What you have to do — Can you rewrite the records from the line containing "Annotate each occurrence of power line." down to the line containing "[713,347,812,438]", replacing "occurrence" with "instance" and keeping everything else the same, and give back only those lines?

Given entries —

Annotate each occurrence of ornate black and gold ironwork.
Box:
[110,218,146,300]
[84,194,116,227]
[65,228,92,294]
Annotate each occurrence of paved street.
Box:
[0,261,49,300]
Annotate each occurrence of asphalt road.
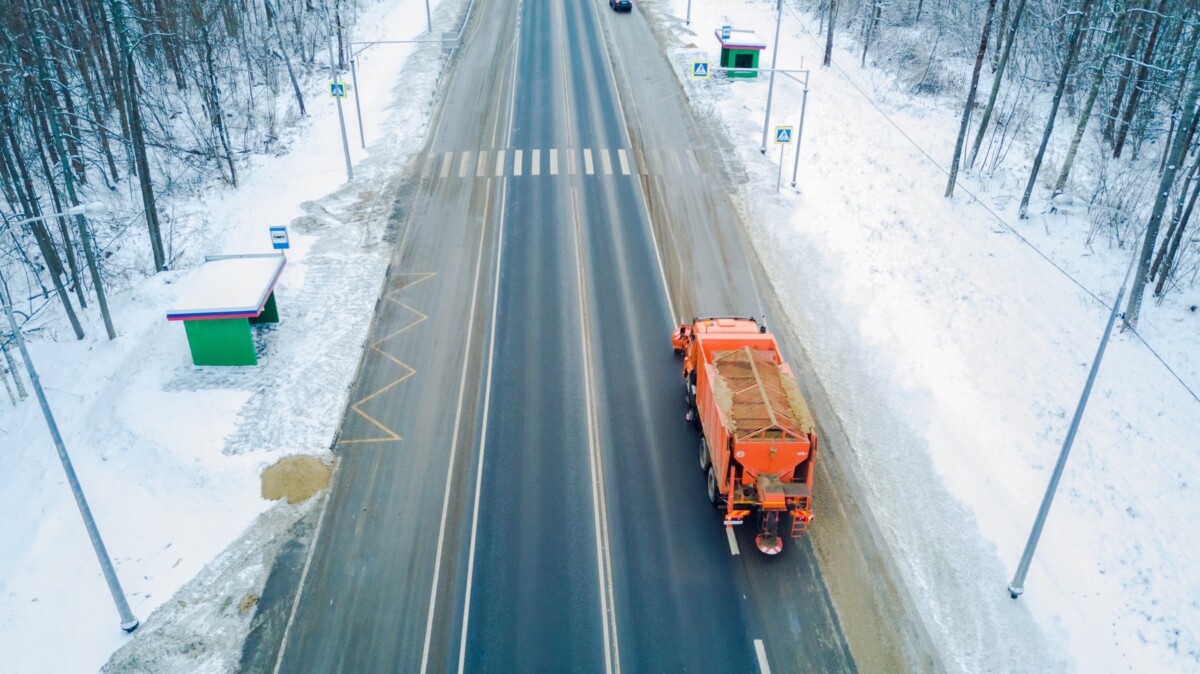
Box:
[260,0,854,672]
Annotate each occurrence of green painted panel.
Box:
[250,290,280,324]
[722,49,758,78]
[184,318,258,366]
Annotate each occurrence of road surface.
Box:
[256,0,854,672]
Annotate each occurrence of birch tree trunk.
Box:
[822,0,835,67]
[263,0,307,116]
[946,0,996,198]
[1126,59,1200,329]
[967,0,1026,168]
[1019,0,1094,218]
[1112,0,1166,160]
[1054,0,1126,197]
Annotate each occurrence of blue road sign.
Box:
[271,227,289,251]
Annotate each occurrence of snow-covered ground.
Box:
[640,0,1200,672]
[0,0,463,672]
[0,0,1200,672]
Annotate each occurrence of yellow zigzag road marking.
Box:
[338,272,434,445]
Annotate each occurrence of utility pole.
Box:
[350,54,367,149]
[0,243,139,632]
[758,0,784,155]
[792,71,809,188]
[1008,238,1136,600]
[329,36,354,181]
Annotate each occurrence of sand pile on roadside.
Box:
[263,455,334,504]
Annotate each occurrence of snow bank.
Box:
[641,0,1200,672]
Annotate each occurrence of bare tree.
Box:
[1112,0,1166,157]
[967,0,1026,168]
[1126,59,1200,327]
[822,0,838,67]
[946,0,996,198]
[1054,0,1126,195]
[1019,0,1094,218]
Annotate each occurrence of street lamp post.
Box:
[0,204,139,632]
[758,0,784,155]
[1008,236,1140,600]
[792,71,809,185]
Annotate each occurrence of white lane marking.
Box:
[458,181,508,674]
[456,1,523,674]
[432,9,521,674]
[580,4,678,330]
[272,462,342,674]
[571,182,620,673]
[421,181,503,674]
[754,639,770,674]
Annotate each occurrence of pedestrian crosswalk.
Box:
[421,148,713,180]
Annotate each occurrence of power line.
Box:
[790,7,1200,403]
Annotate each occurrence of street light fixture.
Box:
[0,203,139,632]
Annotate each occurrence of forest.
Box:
[0,0,356,397]
[0,0,1200,397]
[804,0,1200,327]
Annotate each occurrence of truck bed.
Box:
[713,347,812,438]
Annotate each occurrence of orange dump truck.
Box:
[671,318,817,554]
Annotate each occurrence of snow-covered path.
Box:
[0,0,462,672]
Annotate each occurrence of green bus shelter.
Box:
[167,253,287,366]
[713,26,767,78]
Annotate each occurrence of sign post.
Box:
[329,80,354,180]
[792,71,809,188]
[775,126,792,194]
[270,227,292,251]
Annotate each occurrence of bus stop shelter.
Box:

The response —
Annotate each instance of power line.
Box:
[790,7,1200,403]
Annotate each instance of street light fixture.
Box:
[0,203,139,632]
Annotate each instance of forest.
Box:
[0,0,356,397]
[0,0,1200,397]
[804,0,1200,327]
Annotate each instance of truck bed.
Box:
[713,347,812,438]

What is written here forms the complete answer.